--- Start DATA RECORDS ---

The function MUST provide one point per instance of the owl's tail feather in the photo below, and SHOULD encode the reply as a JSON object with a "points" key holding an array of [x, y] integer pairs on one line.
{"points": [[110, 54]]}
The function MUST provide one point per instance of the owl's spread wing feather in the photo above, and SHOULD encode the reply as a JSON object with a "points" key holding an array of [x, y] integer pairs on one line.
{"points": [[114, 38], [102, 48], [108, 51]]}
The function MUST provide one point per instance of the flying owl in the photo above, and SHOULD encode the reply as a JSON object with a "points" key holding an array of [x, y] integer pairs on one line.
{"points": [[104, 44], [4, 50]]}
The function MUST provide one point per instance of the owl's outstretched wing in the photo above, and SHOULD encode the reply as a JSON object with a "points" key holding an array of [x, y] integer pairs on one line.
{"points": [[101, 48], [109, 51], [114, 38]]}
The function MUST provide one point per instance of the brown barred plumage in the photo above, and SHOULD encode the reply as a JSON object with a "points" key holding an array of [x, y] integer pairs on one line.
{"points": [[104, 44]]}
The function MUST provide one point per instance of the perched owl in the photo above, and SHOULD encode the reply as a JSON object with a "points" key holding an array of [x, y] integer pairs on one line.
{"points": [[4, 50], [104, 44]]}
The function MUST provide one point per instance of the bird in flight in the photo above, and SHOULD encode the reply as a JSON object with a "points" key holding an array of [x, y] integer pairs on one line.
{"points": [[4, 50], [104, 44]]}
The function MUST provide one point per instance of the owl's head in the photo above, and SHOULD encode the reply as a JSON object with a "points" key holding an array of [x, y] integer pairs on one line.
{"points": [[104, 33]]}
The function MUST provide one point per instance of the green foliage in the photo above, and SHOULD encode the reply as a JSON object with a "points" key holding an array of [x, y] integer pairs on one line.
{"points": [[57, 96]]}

--- End DATA RECORDS ---

DESCRIPTION OF THE TASK » Your task is to quote the listing above word for word.

SOLUTION TO THIS PROBLEM »
The function MUST provide one point per instance of the owl's tail feather in the photo below, and SHOULD encode the reply as a JSON object with a "points" key holding an array of [x, y] integer pairs on one line.
{"points": [[110, 54]]}
The function MUST provide one point per instance of the owl's spread wing feather in the photo above, and SHOULD encode the reply as a JSON object with a "points" key holding an array of [x, y] integer pairs on one line.
{"points": [[114, 38], [102, 48], [108, 51]]}
The function MUST provide one point per instance of the flying owl in the photo above, and SHOULD encode the reply as a JSON object with a "points" key holding an array of [x, y] integer pairs on one line.
{"points": [[104, 44], [4, 50]]}
The function MUST provide one point per instance of the owl's outstretched wing in the photo above, and SHOULD encode the reply as a JSON object with a "points" key holding an array of [x, y] integer pairs on one line.
{"points": [[101, 48], [109, 51], [114, 38]]}
The function MUST provide one point per instance of the brown barred plumage in the photo above, and SHOULD encode the reply as a JSON object with a "points" key holding an array of [x, y] integer pairs on one line.
{"points": [[104, 44]]}
The function MUST provide one point per instance of the perched owl in the photo above, and SHOULD encode the reply as a JSON object with a "points" key holding an array of [x, y] integer pairs on one line.
{"points": [[4, 50], [104, 44]]}
The function MUST provide one point per instance of the bird in flight in the photo above, and SHOULD encode the reply as a JSON object with a "points" key holding an array of [x, y] integer pairs on one line.
{"points": [[4, 50], [104, 44]]}
The function MUST provide one point per instance of the owl's head in the photo above, and SHOULD encode the reply as a JSON object with a "points" key holding an array of [x, y] integer pairs on one line.
{"points": [[104, 33]]}
The function MUST provide one point per instance of the green foliage in the photo above, and SHOULD encode the reply as a JSON object with a "points" key holding an array of [x, y] integer pairs on one line.
{"points": [[57, 96]]}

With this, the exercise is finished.